# [Directions]
Please reproduce all the data exactly as written and omit the pictures.

# [Records provided]
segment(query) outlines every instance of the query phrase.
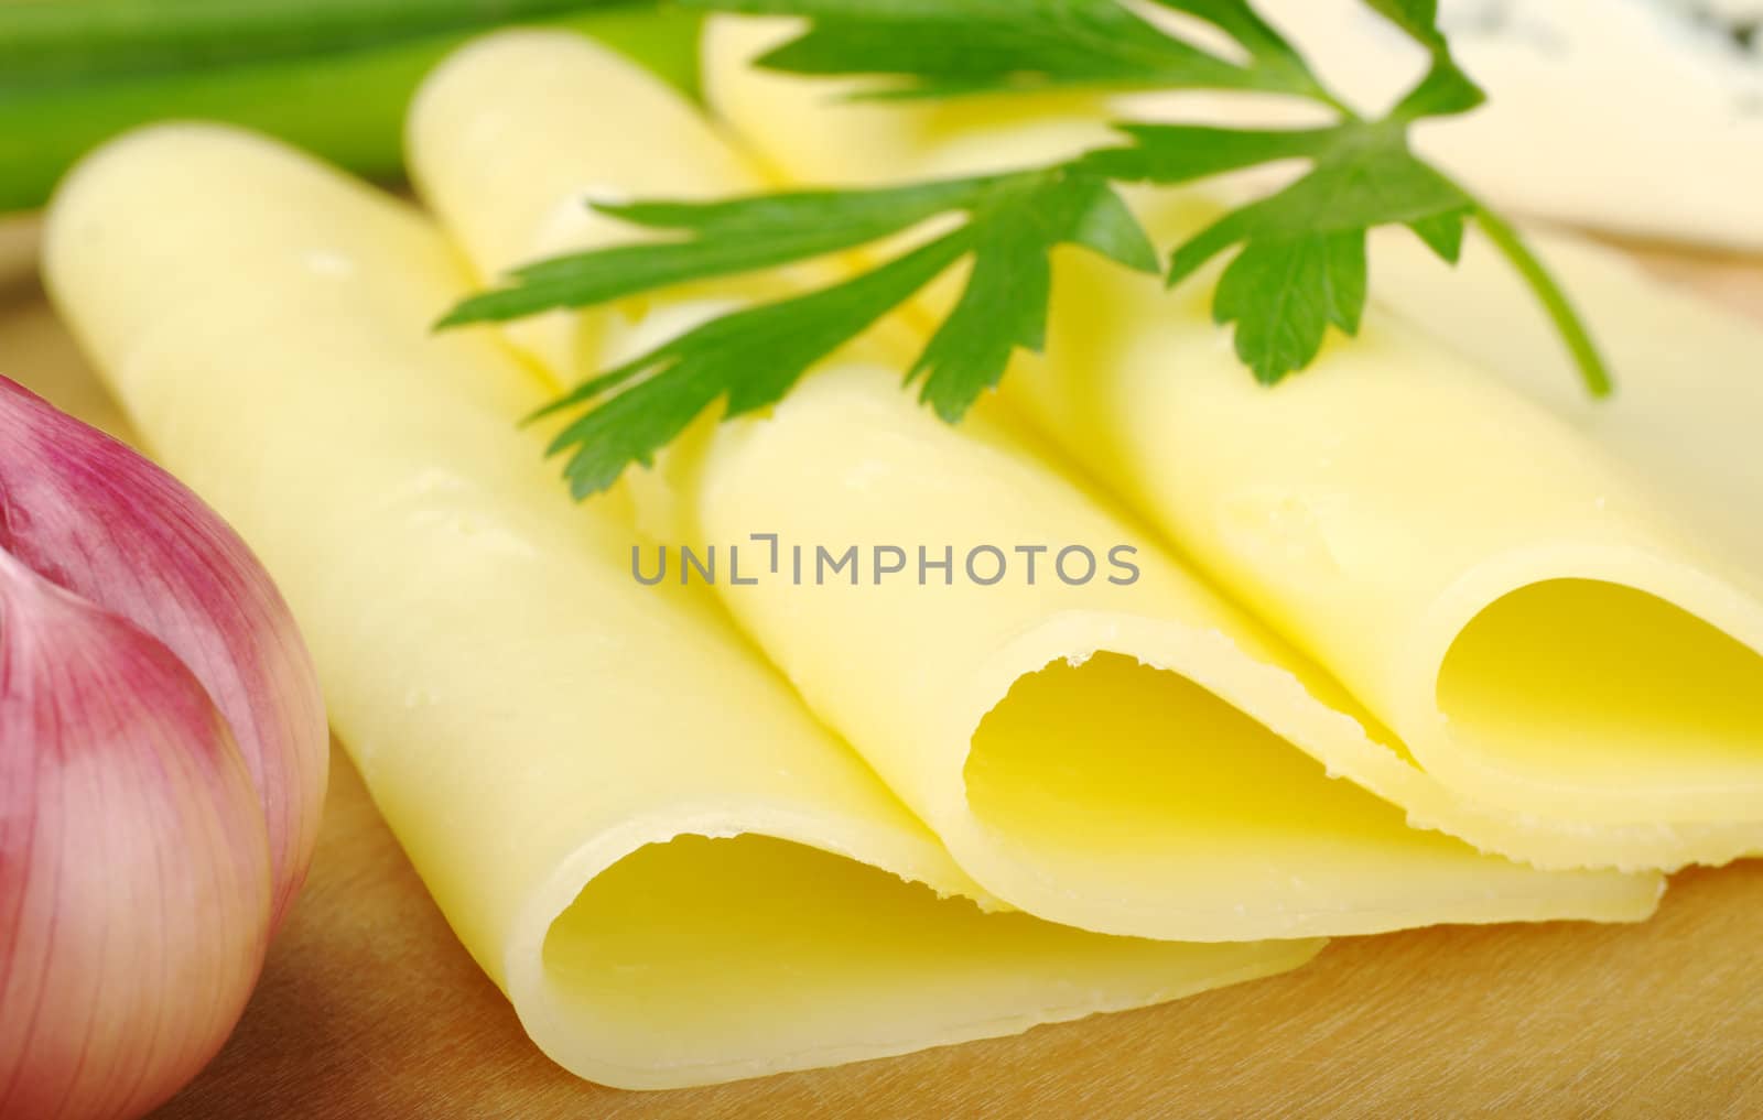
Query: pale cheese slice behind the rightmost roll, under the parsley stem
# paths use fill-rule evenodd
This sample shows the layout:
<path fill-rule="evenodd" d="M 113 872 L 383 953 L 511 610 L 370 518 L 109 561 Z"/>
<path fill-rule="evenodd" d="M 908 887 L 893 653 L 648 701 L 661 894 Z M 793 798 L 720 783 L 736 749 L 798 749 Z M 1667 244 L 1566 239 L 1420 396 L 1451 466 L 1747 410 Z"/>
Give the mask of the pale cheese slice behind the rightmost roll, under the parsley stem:
<path fill-rule="evenodd" d="M 1615 365 L 1618 393 L 1580 389 L 1543 306 L 1495 248 L 1472 238 L 1458 266 L 1405 231 L 1373 238 L 1377 301 L 1543 405 L 1670 493 L 1692 530 L 1763 572 L 1763 268 L 1756 315 L 1647 275 L 1627 254 L 1562 232 L 1530 243 L 1571 292 Z M 1735 261 L 1737 264 L 1737 261 Z M 1733 276 L 1740 276 L 1733 269 Z M 1488 329 L 1497 322 L 1499 329 Z"/>

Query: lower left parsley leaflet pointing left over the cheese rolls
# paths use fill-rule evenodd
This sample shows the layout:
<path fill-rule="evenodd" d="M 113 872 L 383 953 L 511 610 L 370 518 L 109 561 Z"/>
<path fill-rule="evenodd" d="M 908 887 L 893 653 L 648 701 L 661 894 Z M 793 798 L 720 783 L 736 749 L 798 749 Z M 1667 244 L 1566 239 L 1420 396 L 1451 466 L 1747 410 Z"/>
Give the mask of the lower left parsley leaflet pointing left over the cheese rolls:
<path fill-rule="evenodd" d="M 725 416 L 776 403 L 809 368 L 963 259 L 971 259 L 966 287 L 908 373 L 908 382 L 922 379 L 922 400 L 950 423 L 998 384 L 1017 349 L 1044 345 L 1054 248 L 1079 245 L 1128 268 L 1158 271 L 1157 248 L 1109 183 L 1065 166 L 885 190 L 608 211 L 693 236 L 527 266 L 508 287 L 462 303 L 443 326 L 592 306 L 682 280 L 857 248 L 943 213 L 966 211 L 968 218 L 843 284 L 714 319 L 547 407 L 541 417 L 582 412 L 552 444 L 552 454 L 569 454 L 566 475 L 577 497 L 606 490 L 629 463 L 649 465 L 718 402 L 725 402 Z"/>

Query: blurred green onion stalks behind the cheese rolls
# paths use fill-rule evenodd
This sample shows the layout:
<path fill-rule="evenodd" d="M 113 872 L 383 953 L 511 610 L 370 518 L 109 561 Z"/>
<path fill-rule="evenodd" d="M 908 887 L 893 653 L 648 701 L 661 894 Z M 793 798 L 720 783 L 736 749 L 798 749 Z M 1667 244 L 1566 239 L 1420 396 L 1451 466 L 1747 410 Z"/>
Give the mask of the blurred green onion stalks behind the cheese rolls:
<path fill-rule="evenodd" d="M 41 206 L 93 146 L 166 118 L 395 178 L 416 85 L 506 23 L 578 30 L 698 93 L 698 19 L 628 0 L 0 0 L 0 213 Z"/>

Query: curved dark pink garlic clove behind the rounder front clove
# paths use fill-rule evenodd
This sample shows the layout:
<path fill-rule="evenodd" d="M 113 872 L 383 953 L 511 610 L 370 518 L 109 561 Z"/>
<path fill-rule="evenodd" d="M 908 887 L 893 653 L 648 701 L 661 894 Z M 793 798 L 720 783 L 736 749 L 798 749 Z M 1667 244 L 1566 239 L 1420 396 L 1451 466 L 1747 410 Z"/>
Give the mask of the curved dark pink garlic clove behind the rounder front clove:
<path fill-rule="evenodd" d="M 330 733 L 312 660 L 250 549 L 182 483 L 0 377 L 0 548 L 162 641 L 250 770 L 280 928 L 317 842 Z"/>

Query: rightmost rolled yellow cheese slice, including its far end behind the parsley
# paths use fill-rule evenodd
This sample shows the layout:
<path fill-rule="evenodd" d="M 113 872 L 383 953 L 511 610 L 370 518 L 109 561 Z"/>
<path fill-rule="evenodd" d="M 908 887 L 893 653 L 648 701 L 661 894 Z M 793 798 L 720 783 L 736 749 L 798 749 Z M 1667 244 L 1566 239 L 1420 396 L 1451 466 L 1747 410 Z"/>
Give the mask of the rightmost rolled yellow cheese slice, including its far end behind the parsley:
<path fill-rule="evenodd" d="M 709 72 L 716 106 L 781 171 L 813 167 L 804 137 L 829 132 L 892 178 L 1072 148 L 1060 122 L 862 132 L 871 107 L 740 65 L 776 35 L 718 30 Z M 760 104 L 793 106 L 793 127 L 748 118 Z M 1144 217 L 1172 245 L 1215 211 L 1176 195 Z M 1407 271 L 1421 269 L 1416 254 Z M 1380 262 L 1377 291 L 1403 299 Z M 1432 271 L 1426 306 L 1507 368 L 1536 365 L 1546 349 L 1534 313 L 1513 321 L 1521 349 L 1497 342 L 1521 299 L 1490 287 L 1488 268 L 1463 289 Z M 1671 868 L 1759 851 L 1763 564 L 1728 542 L 1754 530 L 1708 528 L 1745 519 L 1742 493 L 1756 486 L 1705 486 L 1717 468 L 1694 467 L 1708 461 L 1696 451 L 1707 433 L 1724 467 L 1756 477 L 1744 423 L 1728 416 L 1756 416 L 1744 373 L 1756 359 L 1737 328 L 1692 350 L 1714 363 L 1696 379 L 1719 379 L 1722 396 L 1685 391 L 1654 419 L 1636 403 L 1627 419 L 1576 424 L 1576 405 L 1514 393 L 1382 313 L 1308 373 L 1262 389 L 1208 321 L 1201 289 L 1165 294 L 1067 255 L 1047 357 L 1015 363 L 1005 398 L 1405 743 L 1375 764 L 1329 745 L 1320 757 L 1416 822 L 1544 866 Z M 1613 315 L 1648 303 L 1627 299 Z M 1647 370 L 1634 377 L 1659 402 L 1691 365 L 1664 338 L 1707 331 L 1708 313 L 1675 299 L 1645 322 L 1610 343 L 1618 373 Z M 1722 363 L 1735 372 L 1717 373 Z M 1560 366 L 1536 368 L 1571 394 Z M 1636 454 L 1648 440 L 1682 467 Z"/>

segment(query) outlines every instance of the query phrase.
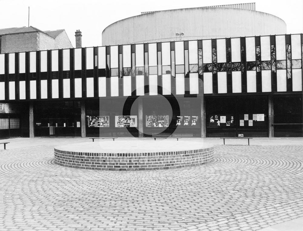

# [Answer section]
segment(query) outlines every instance of the query phrase.
Query: pale cheese slice behind the rightmost roll, under the parsley stem
# paths use fill-rule evenodd
This sample shows the layout:
<path fill-rule="evenodd" d="M 113 872 L 383 953 L 511 610 L 370 518 L 109 561 Z"/>
<path fill-rule="evenodd" d="M 908 887 L 893 653 L 648 701 L 661 894 Z M 793 798 L 720 783 L 736 749 L 798 749 Z M 1667 244 L 1566 239 L 1420 396 L 1451 466 L 1747 410 Z"/>
Give the mask of the pale cheese slice behind the rightmost roll, under the parsley stem:
<path fill-rule="evenodd" d="M 1615 365 L 1618 393 L 1580 389 L 1543 306 L 1495 248 L 1472 238 L 1458 266 L 1405 231 L 1373 238 L 1377 301 L 1543 405 L 1670 493 L 1692 530 L 1763 572 L 1763 268 L 1756 315 L 1647 275 L 1627 254 L 1562 232 L 1530 243 L 1571 292 Z M 1735 261 L 1737 264 L 1737 261 Z M 1733 276 L 1740 276 L 1733 269 Z M 1488 329 L 1497 322 L 1499 329 Z"/>

Query: lower left parsley leaflet pointing left over the cheese rolls
# paths use fill-rule evenodd
This sample shows the layout:
<path fill-rule="evenodd" d="M 113 872 L 383 953 L 511 610 L 370 518 L 109 561 Z"/>
<path fill-rule="evenodd" d="M 908 887 L 893 653 L 648 701 L 661 894 Z M 793 798 L 720 783 L 736 749 L 798 749 Z M 1667 244 L 1566 239 L 1420 396 L 1451 466 L 1747 410 Z"/>
Give the mask of the lower left parsley leaflet pointing left over the cheese rolls:
<path fill-rule="evenodd" d="M 725 416 L 776 403 L 809 368 L 963 259 L 971 259 L 966 287 L 908 373 L 908 382 L 922 379 L 922 400 L 950 423 L 998 384 L 1017 349 L 1044 345 L 1054 248 L 1079 245 L 1128 268 L 1158 271 L 1157 248 L 1109 183 L 1065 166 L 885 190 L 608 211 L 693 236 L 527 266 L 508 287 L 462 303 L 443 326 L 592 306 L 682 280 L 857 248 L 943 213 L 966 211 L 968 218 L 843 284 L 714 319 L 547 407 L 541 417 L 582 412 L 552 444 L 552 454 L 569 454 L 566 475 L 577 497 L 606 490 L 629 463 L 649 465 L 718 402 L 725 402 Z"/>

Query: blurred green onion stalks behind the cheese rolls
# paths use fill-rule evenodd
This sample shows the layout:
<path fill-rule="evenodd" d="M 113 872 L 383 953 L 511 610 L 370 518 L 109 561 Z"/>
<path fill-rule="evenodd" d="M 908 887 L 893 653 L 648 701 L 661 894 Z M 793 798 L 720 783 L 736 749 L 798 749 Z M 1667 244 L 1566 239 L 1420 396 L 1451 466 L 1747 410 Z"/>
Give the mask of the blurred green onion stalks behind the cheese rolls:
<path fill-rule="evenodd" d="M 41 206 L 93 146 L 166 118 L 395 178 L 416 85 L 506 23 L 578 30 L 698 93 L 698 19 L 628 0 L 0 0 L 0 213 Z"/>

Query: curved dark pink garlic clove behind the rounder front clove
# paths use fill-rule evenodd
This sample shows the layout:
<path fill-rule="evenodd" d="M 113 872 L 383 953 L 511 610 L 370 518 L 109 561 Z"/>
<path fill-rule="evenodd" d="M 908 887 L 893 653 L 648 701 L 661 894 Z M 793 798 L 720 783 L 736 749 L 798 749 Z M 1667 244 L 1566 239 L 1420 396 L 1451 466 L 1747 410 Z"/>
Give the mask of the curved dark pink garlic clove behind the rounder front clove:
<path fill-rule="evenodd" d="M 330 733 L 312 660 L 250 549 L 182 483 L 0 377 L 0 548 L 162 641 L 250 770 L 280 928 L 317 842 Z"/>

Query: rightmost rolled yellow cheese slice, including its far end behind the parsley
# paths use fill-rule evenodd
This sample shows the layout:
<path fill-rule="evenodd" d="M 113 872 L 383 953 L 511 610 L 370 518 L 109 561 Z"/>
<path fill-rule="evenodd" d="M 908 887 L 893 653 L 648 701 L 661 894 Z M 793 798 L 720 783 L 736 749 L 798 749 Z M 1667 244 L 1566 239 L 1420 396 L 1451 466 L 1747 410 Z"/>
Give the mask of the rightmost rolled yellow cheese slice, including its far end behind the parsley:
<path fill-rule="evenodd" d="M 709 72 L 716 106 L 781 171 L 813 167 L 804 137 L 829 132 L 892 178 L 1072 148 L 1060 122 L 862 132 L 871 107 L 740 65 L 776 35 L 718 30 Z M 760 104 L 793 106 L 793 127 L 748 118 Z M 1144 217 L 1172 245 L 1215 211 L 1176 195 Z M 1407 271 L 1421 269 L 1416 254 Z M 1380 262 L 1377 291 L 1403 299 Z M 1432 271 L 1426 306 L 1507 368 L 1536 365 L 1546 349 L 1534 313 L 1513 321 L 1521 349 L 1497 342 L 1521 299 L 1490 287 L 1488 268 L 1463 289 Z M 1671 868 L 1759 851 L 1763 564 L 1728 542 L 1754 530 L 1708 528 L 1745 519 L 1742 493 L 1756 486 L 1705 486 L 1717 468 L 1694 467 L 1708 461 L 1696 451 L 1707 433 L 1724 467 L 1756 477 L 1744 423 L 1728 416 L 1756 416 L 1744 373 L 1756 359 L 1737 328 L 1692 350 L 1714 363 L 1696 379 L 1719 379 L 1722 396 L 1685 391 L 1654 419 L 1636 403 L 1627 419 L 1576 424 L 1576 405 L 1514 393 L 1382 313 L 1308 373 L 1262 389 L 1208 321 L 1201 289 L 1165 294 L 1067 255 L 1047 357 L 1015 363 L 1005 398 L 1405 743 L 1375 764 L 1329 745 L 1320 757 L 1416 822 L 1544 866 Z M 1613 315 L 1648 303 L 1627 299 Z M 1647 370 L 1634 377 L 1659 402 L 1691 365 L 1664 338 L 1707 331 L 1708 313 L 1675 299 L 1645 322 L 1610 343 L 1618 373 Z M 1722 363 L 1735 372 L 1717 373 Z M 1560 366 L 1536 368 L 1571 394 Z M 1636 454 L 1648 440 L 1682 467 Z"/>

segment(query) outlines every instance of the query phrase.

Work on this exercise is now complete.